_Extracted information_:
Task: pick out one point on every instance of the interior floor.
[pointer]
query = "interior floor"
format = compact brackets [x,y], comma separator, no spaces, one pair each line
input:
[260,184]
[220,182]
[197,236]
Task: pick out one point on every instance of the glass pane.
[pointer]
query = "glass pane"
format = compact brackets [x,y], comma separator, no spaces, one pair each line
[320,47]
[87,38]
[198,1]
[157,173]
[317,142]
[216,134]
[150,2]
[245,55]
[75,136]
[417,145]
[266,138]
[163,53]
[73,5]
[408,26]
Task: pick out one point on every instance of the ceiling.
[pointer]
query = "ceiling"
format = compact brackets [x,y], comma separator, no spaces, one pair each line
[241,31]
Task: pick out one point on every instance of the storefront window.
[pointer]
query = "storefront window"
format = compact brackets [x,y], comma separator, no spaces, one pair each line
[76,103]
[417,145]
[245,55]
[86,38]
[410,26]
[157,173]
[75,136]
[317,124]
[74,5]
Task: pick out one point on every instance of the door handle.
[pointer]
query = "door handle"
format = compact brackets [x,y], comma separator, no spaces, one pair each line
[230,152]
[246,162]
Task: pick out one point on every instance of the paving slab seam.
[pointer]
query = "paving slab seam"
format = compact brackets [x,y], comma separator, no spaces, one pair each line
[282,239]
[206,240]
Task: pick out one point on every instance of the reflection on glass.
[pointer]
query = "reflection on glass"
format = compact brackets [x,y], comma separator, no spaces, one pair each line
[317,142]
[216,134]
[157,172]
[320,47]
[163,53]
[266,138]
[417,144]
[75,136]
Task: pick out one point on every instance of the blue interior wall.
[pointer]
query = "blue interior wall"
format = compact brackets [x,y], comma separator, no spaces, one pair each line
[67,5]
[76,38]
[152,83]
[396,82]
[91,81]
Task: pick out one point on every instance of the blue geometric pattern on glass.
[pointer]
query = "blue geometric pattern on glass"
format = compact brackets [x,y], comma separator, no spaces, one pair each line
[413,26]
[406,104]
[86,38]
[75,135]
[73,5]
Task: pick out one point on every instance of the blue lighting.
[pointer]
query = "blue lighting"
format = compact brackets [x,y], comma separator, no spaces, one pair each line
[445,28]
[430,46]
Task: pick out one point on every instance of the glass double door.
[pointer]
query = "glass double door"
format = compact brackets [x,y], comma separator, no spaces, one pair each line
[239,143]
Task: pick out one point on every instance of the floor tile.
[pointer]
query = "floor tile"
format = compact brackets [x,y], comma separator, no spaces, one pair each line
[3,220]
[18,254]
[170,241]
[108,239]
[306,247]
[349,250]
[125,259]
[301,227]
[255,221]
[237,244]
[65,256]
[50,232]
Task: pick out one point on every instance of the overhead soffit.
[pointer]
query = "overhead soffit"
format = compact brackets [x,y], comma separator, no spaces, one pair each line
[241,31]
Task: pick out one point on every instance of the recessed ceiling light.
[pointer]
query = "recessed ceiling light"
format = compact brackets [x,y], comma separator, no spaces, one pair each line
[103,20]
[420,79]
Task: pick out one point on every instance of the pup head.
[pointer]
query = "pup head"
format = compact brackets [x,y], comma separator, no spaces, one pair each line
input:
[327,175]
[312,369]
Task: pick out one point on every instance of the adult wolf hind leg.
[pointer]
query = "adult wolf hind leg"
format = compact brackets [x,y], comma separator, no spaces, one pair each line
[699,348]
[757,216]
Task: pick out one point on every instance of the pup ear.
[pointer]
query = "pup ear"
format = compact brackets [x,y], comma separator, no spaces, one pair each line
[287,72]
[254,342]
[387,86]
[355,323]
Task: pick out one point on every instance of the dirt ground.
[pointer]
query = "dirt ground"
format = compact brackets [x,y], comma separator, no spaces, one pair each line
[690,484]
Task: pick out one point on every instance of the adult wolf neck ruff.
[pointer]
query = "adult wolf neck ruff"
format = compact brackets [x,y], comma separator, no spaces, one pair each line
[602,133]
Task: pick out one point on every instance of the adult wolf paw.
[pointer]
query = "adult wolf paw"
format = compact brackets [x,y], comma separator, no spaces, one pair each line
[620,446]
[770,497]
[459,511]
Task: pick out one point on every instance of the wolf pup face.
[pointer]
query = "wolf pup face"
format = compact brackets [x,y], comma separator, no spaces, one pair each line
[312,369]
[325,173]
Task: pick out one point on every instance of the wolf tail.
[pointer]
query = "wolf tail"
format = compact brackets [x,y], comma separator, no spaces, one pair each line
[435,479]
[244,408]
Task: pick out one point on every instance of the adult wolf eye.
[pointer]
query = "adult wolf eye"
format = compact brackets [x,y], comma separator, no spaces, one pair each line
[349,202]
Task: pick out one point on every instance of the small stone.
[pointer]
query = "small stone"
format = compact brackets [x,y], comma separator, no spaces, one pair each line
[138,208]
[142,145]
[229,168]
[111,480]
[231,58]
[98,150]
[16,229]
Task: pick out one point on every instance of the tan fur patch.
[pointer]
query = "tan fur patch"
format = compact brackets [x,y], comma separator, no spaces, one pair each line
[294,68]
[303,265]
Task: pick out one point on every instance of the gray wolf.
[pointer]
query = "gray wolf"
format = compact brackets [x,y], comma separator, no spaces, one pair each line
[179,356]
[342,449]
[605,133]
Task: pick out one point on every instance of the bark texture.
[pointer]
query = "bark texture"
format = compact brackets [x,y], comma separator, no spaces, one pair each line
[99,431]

_What is required_:
Make an exact copy of every line from the one with "the wolf tail." to the end of the data, with the first and last of those lines included.

_Written answer_:
Task: pick out one point on every instance of the wolf tail.
[pointer]
query = "wolf tail"
format = compact brackets [x,y], comma separator, no spaces, one pair each line
[435,479]
[244,408]
Task: pick out one point on every instance of the adult wolf eye.
[pointer]
query = "adult wolf eye"
format = compact brackets [x,y], comma separator, no spaces, one pair each line
[349,202]
Task: pick out one point on every instance of the small stone.
[pointer]
query = "small stone"
format = compact brackets [x,y], comma separator, no spaces, one pair each line
[138,208]
[142,145]
[229,168]
[111,480]
[231,58]
[98,150]
[16,229]
Task: pick out one point on every instance of the tan fur patch.
[pointer]
query = "tan fur patch"
format = compact brackets [x,y], comma separator, no spaces, one pair each line
[294,68]
[303,265]
Task: pick out one point on every instance of the gray wolf.
[pointer]
query = "gray wolf"
format = compact brackets [x,y], comma separator, no spaces, one pair each line
[179,356]
[342,449]
[605,133]
Task: pick out one point on every instance of the bark texture.
[pointer]
query = "bark texture"
format = compact brackets [x,y], comma separator, no spaces, one pair each line
[99,431]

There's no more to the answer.